= やること =
1/ 本文によると、NPT再検討会議で最終文書の採択が見送られたのは何があったからですか。
2/ 本文の一部を、「これに対し、フィリップ・セト」を含むところから書き写し、「で参りたい。」と応えました。」まで写したら止めてください。

= 本文の抜粋 =
◇ ◇ ◇ ◇ ◇ ◇ ◇
これに対し、フィリップ・セトン大使は「本年は広島の平和記念式典、長崎の平和祈念式典にも出席し、広島では平和記念資料館も見学した。改めて原爆の痛ましさを感じるとともに、多くの若者が見学に来ていたことに驚かされた。我が国はNPTの考え方に沿って、通常兵器も含めた軍縮と原子力の平和利用に引き続き取り組んで参りたい。」と応えました。
<ロシア大使館>
連合・内藤総合運動推進局長は「ウクライナへの軍事侵攻に際し、核兵器の使用を示唆する発言がなされたが、私たちは強い懸念を抱いている。唯一の戦争被爆国の国民として核兵器が使用されることは断固として容認できない。また、NPT再検討会議では、ロシアの反対により最終文書の採択が見送りとなった。非常に残念な結果となったが、引き続き、積極的に核兵器廃絶に向けた取り組みを行って頂きたい。」と述べました。
◇ ◇ ◇ ◇ ◇ ◇ ◇
= 用意したデータ =
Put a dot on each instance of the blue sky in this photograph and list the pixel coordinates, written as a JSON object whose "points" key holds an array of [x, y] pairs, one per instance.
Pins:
◇ ◇ ◇ ◇ ◇ ◇ ◇
= 課題ごとの答え =
1/ ロシアの反対があったからです。

2/
これに対し、フィリップ・セトン大使は「本年は広島の平和記念式典、長崎の平和祈念式典にも出席し、広島では平和記念資料館も見学した。改めて原爆の痛ましさを感じるとともに、多くの若者が見学に来ていたことに驚かされた。我が国はNPTの考え方に沿って、通常兵器も含めた軍縮と原子力の平和利用に引き続き取り組んで参りたい。」と応えました。